Scan the entries that follow for the word "white", then report every line in which it appears.

***

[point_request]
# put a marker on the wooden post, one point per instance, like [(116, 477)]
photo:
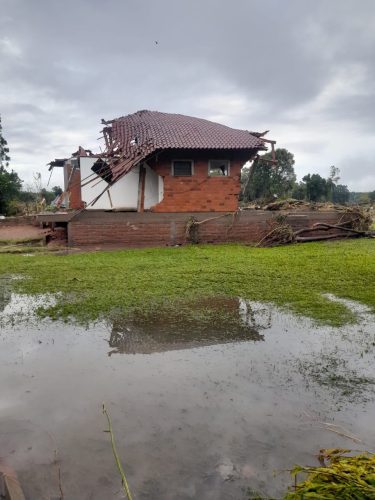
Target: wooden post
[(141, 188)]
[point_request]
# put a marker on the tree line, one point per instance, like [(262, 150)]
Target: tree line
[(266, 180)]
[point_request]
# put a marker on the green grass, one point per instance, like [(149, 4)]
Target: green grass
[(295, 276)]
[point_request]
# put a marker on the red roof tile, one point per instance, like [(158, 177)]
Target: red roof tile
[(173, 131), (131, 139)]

***

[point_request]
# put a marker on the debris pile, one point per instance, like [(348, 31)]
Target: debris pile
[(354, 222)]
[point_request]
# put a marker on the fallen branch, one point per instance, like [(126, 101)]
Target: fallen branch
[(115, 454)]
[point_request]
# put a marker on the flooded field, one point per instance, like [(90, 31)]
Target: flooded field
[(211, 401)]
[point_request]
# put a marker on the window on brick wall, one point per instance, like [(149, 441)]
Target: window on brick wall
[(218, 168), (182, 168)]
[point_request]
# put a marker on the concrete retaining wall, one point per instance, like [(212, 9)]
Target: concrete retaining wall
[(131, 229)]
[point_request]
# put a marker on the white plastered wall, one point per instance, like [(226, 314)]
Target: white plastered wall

***

**Result**
# put a marker on the white plastered wall, one point per instance, like [(226, 314)]
Target: white plastered wall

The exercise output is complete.